PROVIDED INFORMATION –
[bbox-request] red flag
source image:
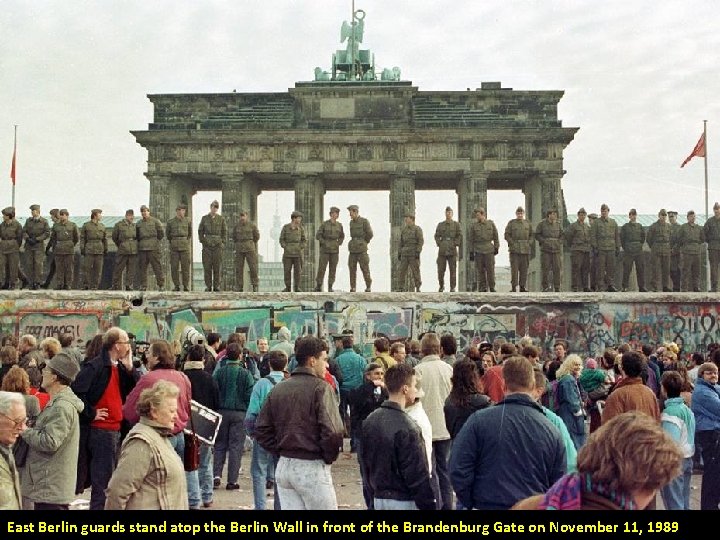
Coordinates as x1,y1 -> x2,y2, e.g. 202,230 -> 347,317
10,139 -> 16,185
680,133 -> 706,168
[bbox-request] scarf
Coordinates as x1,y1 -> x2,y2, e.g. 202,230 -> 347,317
537,473 -> 636,510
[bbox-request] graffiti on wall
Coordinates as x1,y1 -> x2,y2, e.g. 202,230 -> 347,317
2,295 -> 719,356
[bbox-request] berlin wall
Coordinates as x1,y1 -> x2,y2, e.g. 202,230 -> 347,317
2,292 -> 719,356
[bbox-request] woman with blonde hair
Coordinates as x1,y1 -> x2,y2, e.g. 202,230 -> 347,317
0,365 -> 40,421
105,380 -> 188,509
39,337 -> 61,366
555,354 -> 587,449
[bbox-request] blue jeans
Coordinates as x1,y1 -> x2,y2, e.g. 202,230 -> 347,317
374,498 -> 418,510
214,409 -> 246,484
355,438 -> 373,509
186,444 -> 214,508
431,439 -> 453,510
88,427 -> 120,510
251,440 -> 273,509
661,457 -> 693,510
276,456 -> 337,510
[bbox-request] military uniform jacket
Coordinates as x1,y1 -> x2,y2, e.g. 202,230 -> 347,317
468,220 -> 499,254
704,216 -> 720,250
348,217 -> 373,253
504,219 -> 533,254
435,220 -> 463,257
234,221 -> 260,253
316,220 -> 345,254
279,224 -> 307,257
400,224 -> 424,258
620,222 -> 646,253
646,221 -> 671,254
535,220 -> 563,253
81,221 -> 107,255
198,214 -> 226,249
166,217 -> 192,252
136,217 -> 164,251
23,216 -> 50,251
591,218 -> 620,251
0,219 -> 23,254
670,222 -> 682,253
50,221 -> 79,255
112,220 -> 138,255
678,223 -> 706,255
564,220 -> 591,252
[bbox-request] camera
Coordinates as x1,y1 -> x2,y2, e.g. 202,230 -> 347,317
181,326 -> 205,347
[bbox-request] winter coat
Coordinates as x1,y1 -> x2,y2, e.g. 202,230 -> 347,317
443,393 -> 492,439
556,375 -> 585,438
0,445 -> 21,510
691,379 -> 720,432
414,355 -> 454,441
123,368 -> 192,435
601,377 -> 660,425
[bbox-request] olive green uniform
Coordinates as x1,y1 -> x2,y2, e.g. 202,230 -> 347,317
279,223 -> 307,291
348,217 -> 373,291
49,221 -> 79,289
80,220 -> 107,289
504,218 -> 533,292
137,216 -> 165,290
535,219 -> 563,291
233,221 -> 260,292
590,217 -> 620,290
166,216 -> 192,291
0,219 -> 23,288
315,219 -> 344,291
434,220 -> 462,292
468,220 -> 499,292
677,222 -> 705,292
111,220 -> 137,290
398,224 -> 423,292
646,219 -> 671,291
23,216 -> 50,287
198,213 -> 226,291
565,220 -> 591,292
669,221 -> 682,291
704,216 -> 720,292
620,222 -> 646,291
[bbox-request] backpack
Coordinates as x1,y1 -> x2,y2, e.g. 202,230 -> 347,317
542,379 -> 561,413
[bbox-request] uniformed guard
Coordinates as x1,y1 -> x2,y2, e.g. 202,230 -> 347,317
434,206 -> 462,292
0,207 -> 23,289
234,209 -> 260,292
112,209 -> 138,290
23,204 -> 50,289
590,203 -> 620,292
49,209 -> 79,290
315,206 -> 344,292
467,207 -> 499,292
41,208 -> 61,289
347,205 -> 373,292
678,210 -> 705,292
504,206 -> 533,292
279,211 -> 307,292
198,200 -> 226,292
166,203 -> 192,291
535,209 -> 563,292
704,202 -> 720,292
587,212 -> 599,291
620,208 -> 647,292
646,209 -> 672,292
80,208 -> 107,289
137,204 -> 165,291
668,210 -> 682,292
565,208 -> 591,292
398,211 -> 423,292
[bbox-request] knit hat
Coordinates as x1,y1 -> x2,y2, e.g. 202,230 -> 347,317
46,352 -> 80,383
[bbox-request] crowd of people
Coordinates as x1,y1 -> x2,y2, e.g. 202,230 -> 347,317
1,326 -> 719,511
4,200 -> 719,293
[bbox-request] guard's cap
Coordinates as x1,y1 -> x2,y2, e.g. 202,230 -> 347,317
659,209 -> 668,216
516,206 -> 524,213
291,210 -> 303,219
714,202 -> 720,210
577,207 -> 587,215
687,210 -> 695,216
125,209 -> 134,216
239,209 -> 248,216
667,210 -> 677,216
588,213 -> 598,219
475,207 -> 486,214
405,210 -> 415,218
546,208 -> 557,216
91,208 -> 102,215
29,204 -> 40,212
629,208 -> 637,215
176,203 -> 187,211
445,206 -> 453,212
210,200 -> 219,208
601,203 -> 610,211
59,208 -> 69,216
140,205 -> 149,212
329,206 -> 340,214
49,208 -> 60,218
2,207 -> 14,216
347,205 -> 359,212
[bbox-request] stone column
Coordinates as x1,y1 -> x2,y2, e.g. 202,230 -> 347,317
294,174 -> 324,292
389,173 -> 416,291
457,170 -> 488,291
539,171 -> 563,220
220,173 -> 258,291
147,173 -> 172,289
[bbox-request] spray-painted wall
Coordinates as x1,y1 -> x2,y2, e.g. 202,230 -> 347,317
2,293 -> 719,356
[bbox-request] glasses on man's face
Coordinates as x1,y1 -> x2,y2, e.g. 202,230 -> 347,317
0,412 -> 28,430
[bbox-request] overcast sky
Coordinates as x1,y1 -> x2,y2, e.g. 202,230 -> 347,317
2,0 -> 719,291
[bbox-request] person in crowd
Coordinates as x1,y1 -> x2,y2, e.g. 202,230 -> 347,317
0,345 -> 18,386
71,327 -> 139,509
105,380 -> 188,509
555,354 -> 587,449
270,326 -> 294,359
579,357 -> 611,433
414,332 -> 454,509
0,391 -> 25,510
450,356 -> 566,509
18,334 -> 42,369
39,336 -> 61,366
513,411 -> 682,510
360,363 -> 436,510
182,344 -> 219,509
372,336 -> 395,370
390,341 -> 408,366
25,365 -> 50,410
405,373 -> 433,476
83,334 -> 104,364
659,371 -> 695,510
480,349 -> 496,371
602,351 -> 660,425
20,352 -> 83,510
521,345 -> 542,370
444,359 -> 492,440
335,334 -> 367,452
59,332 -> 83,366
255,336 -> 344,510
440,333 -> 458,366
1,366 -> 40,430
691,362 -> 720,510
254,337 -> 271,377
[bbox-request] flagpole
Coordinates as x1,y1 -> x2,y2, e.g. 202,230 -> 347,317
12,125 -> 17,208
704,120 -> 709,220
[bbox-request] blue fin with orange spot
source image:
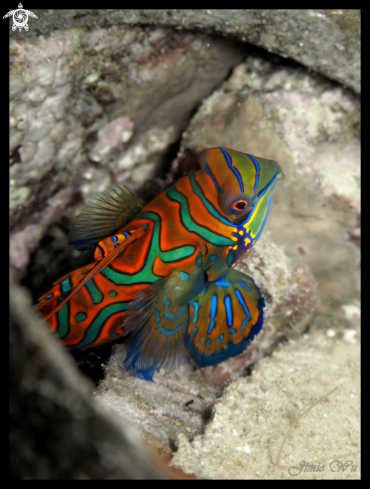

PROBLEM –
Only the records themselves, retyped exactly, belong in the answer; please leave all images behind.

ANSWER SECTION –
[bbox-request] red flag
source image:
Coordinates as x1,y1 -> x2,y2, e.g. 202,230 -> 347,317
10,139 -> 16,185
680,133 -> 706,168
[bbox-request] scarf
Coordinates as x1,y1 -> x2,y2, e.g. 202,230 -> 347,317
537,473 -> 636,510
[bbox-request] graffiti on wall
Coordinates as x1,y1 -> x2,y2, e.g. 202,230 -> 347,317
2,295 -> 719,356
[bbox-request] berlin wall
Coordinates as x1,y1 -> x2,y2, e.g. 202,230 -> 347,317
2,292 -> 719,356
[bbox-request] woman with blonde hair
Coordinates as x1,y1 -> x2,y2, e.g. 202,230 -> 347,317
0,365 -> 40,421
105,380 -> 188,509
39,337 -> 61,366
555,354 -> 587,449
[bbox-request] blue jeans
Coordinates as x1,y1 -> x2,y2, e.g. 202,230 -> 347,317
374,498 -> 418,510
214,409 -> 246,484
355,438 -> 373,509
186,444 -> 214,508
431,439 -> 453,510
88,427 -> 120,510
251,440 -> 273,509
661,457 -> 693,510
276,456 -> 337,510
[bbox-request] military uniform jacket
Coordinates as x1,y1 -> x2,y2, e.g. 202,230 -> 347,317
468,220 -> 499,254
704,216 -> 720,250
348,217 -> 373,253
504,219 -> 533,254
435,220 -> 463,257
234,221 -> 260,253
316,220 -> 345,254
279,224 -> 307,257
400,224 -> 424,258
620,222 -> 646,253
646,221 -> 671,254
535,220 -> 563,253
81,221 -> 107,255
198,214 -> 226,249
166,217 -> 192,252
136,217 -> 164,251
23,216 -> 50,251
591,218 -> 620,251
0,219 -> 23,254
670,222 -> 682,253
50,221 -> 79,255
112,220 -> 138,255
678,223 -> 706,255
564,220 -> 591,252
[bbox-request] camera
Coordinates as x1,y1 -> x2,y2, e.g. 202,230 -> 347,317
181,326 -> 205,347
[bbox-request] winter coat
Coordinates as x1,y1 -> x2,y2, e.g. 202,230 -> 347,317
443,393 -> 492,439
556,375 -> 585,438
0,445 -> 21,510
691,379 -> 720,432
414,355 -> 454,441
123,368 -> 192,435
601,377 -> 660,425
[bbox-request] olive green uniform
Coordinates as x1,y1 -> x2,y2, e.g. 202,230 -> 347,317
279,223 -> 307,291
348,217 -> 373,291
49,221 -> 79,289
80,220 -> 107,289
504,218 -> 533,292
137,216 -> 165,290
535,219 -> 563,291
233,221 -> 260,292
590,217 -> 620,290
166,216 -> 192,291
0,219 -> 23,288
315,219 -> 344,291
434,220 -> 462,292
468,220 -> 499,292
677,222 -> 705,292
111,220 -> 137,290
398,224 -> 423,292
646,219 -> 671,291
23,216 -> 50,287
198,213 -> 226,291
565,220 -> 591,292
669,221 -> 682,291
704,216 -> 720,292
620,222 -> 646,291
[bbox-request] backpack
Coordinates as x1,y1 -> x2,y2, e.g. 202,230 -> 347,317
542,379 -> 561,413
[bbox-request] uniformed guard
Coordinates as x1,y1 -> x2,y2, e.g. 202,230 -> 347,317
434,206 -> 462,292
0,207 -> 23,289
234,209 -> 260,292
112,209 -> 138,290
23,204 -> 50,289
590,203 -> 620,292
49,209 -> 79,290
315,206 -> 344,292
467,207 -> 499,292
41,208 -> 61,289
347,205 -> 373,292
678,210 -> 705,292
504,206 -> 533,292
279,211 -> 307,292
198,200 -> 226,292
166,203 -> 192,291
535,209 -> 563,292
704,202 -> 720,292
587,212 -> 599,291
620,208 -> 647,292
646,209 -> 672,292
80,208 -> 107,289
137,204 -> 165,291
668,210 -> 682,292
565,208 -> 591,292
398,211 -> 423,292
[bbox-request] knit hat
Coordinates as x1,y1 -> x2,y2, e.g. 202,230 -> 347,317
46,352 -> 80,383
[bbox-request] crowd of people
Coordinates as x1,y1 -> x2,y2, e.g. 202,230 -> 347,317
1,326 -> 719,511
4,200 -> 719,293
[bbox-request] guard's cap
Coordinates as x1,y1 -> x2,y2, e.g. 202,230 -> 347,317
659,209 -> 668,216
516,206 -> 524,213
291,210 -> 303,219
714,202 -> 720,210
577,207 -> 587,215
687,210 -> 695,216
125,209 -> 134,216
239,209 -> 248,216
667,210 -> 677,216
588,213 -> 598,219
475,207 -> 486,214
405,210 -> 415,218
546,208 -> 557,216
91,208 -> 102,215
29,204 -> 40,212
629,208 -> 637,215
176,203 -> 187,211
445,206 -> 453,212
210,200 -> 219,208
601,203 -> 610,211
59,208 -> 69,216
140,205 -> 149,212
329,206 -> 340,214
49,208 -> 60,218
2,207 -> 14,216
347,205 -> 359,212
[bbox-request] stone column
Coordinates as x1,y1 -> x2,y2, e.g. 202,230 -> 347,317
294,174 -> 324,292
389,173 -> 416,291
457,170 -> 488,291
539,171 -> 563,220
220,173 -> 258,291
147,173 -> 172,289
[bbox-request] spray-painted wall
Coordinates as x1,y1 -> x2,y2, e.g. 202,230 -> 347,317
2,293 -> 719,356
[bbox-request] glasses on man's face
Coordinates as x1,y1 -> x2,y2, e.g. 202,230 -> 347,317
0,412 -> 28,430
[bbox-request] overcast sky
Coordinates as x1,y1 -> x2,y2, e.g. 202,230 -> 347,317
2,0 -> 719,291
[bbox-request] person in crowd
Coordinates as x1,y1 -> x2,y2, e.g. 202,230 -> 347,317
0,345 -> 18,386
71,327 -> 139,509
105,380 -> 188,509
555,354 -> 587,449
270,326 -> 294,359
579,357 -> 611,433
414,332 -> 454,509
0,391 -> 25,510
450,356 -> 566,509
18,334 -> 42,369
39,336 -> 61,366
513,411 -> 682,510
360,363 -> 436,510
182,344 -> 219,509
372,336 -> 395,370
390,341 -> 408,366
25,365 -> 50,410
405,373 -> 433,476
83,334 -> 104,364
659,371 -> 695,510
480,349 -> 496,371
602,351 -> 660,425
20,352 -> 83,510
521,345 -> 542,370
444,359 -> 492,440
335,334 -> 367,452
59,332 -> 83,366
255,336 -> 344,510
440,333 -> 458,366
1,366 -> 40,430
691,362 -> 720,510
254,337 -> 271,377
[bbox-request] flagpole
Coordinates as x1,y1 -> x2,y2, e.g. 202,230 -> 347,317
12,125 -> 17,208
704,120 -> 709,220
[bbox-request] blue fin with orange spot
source image:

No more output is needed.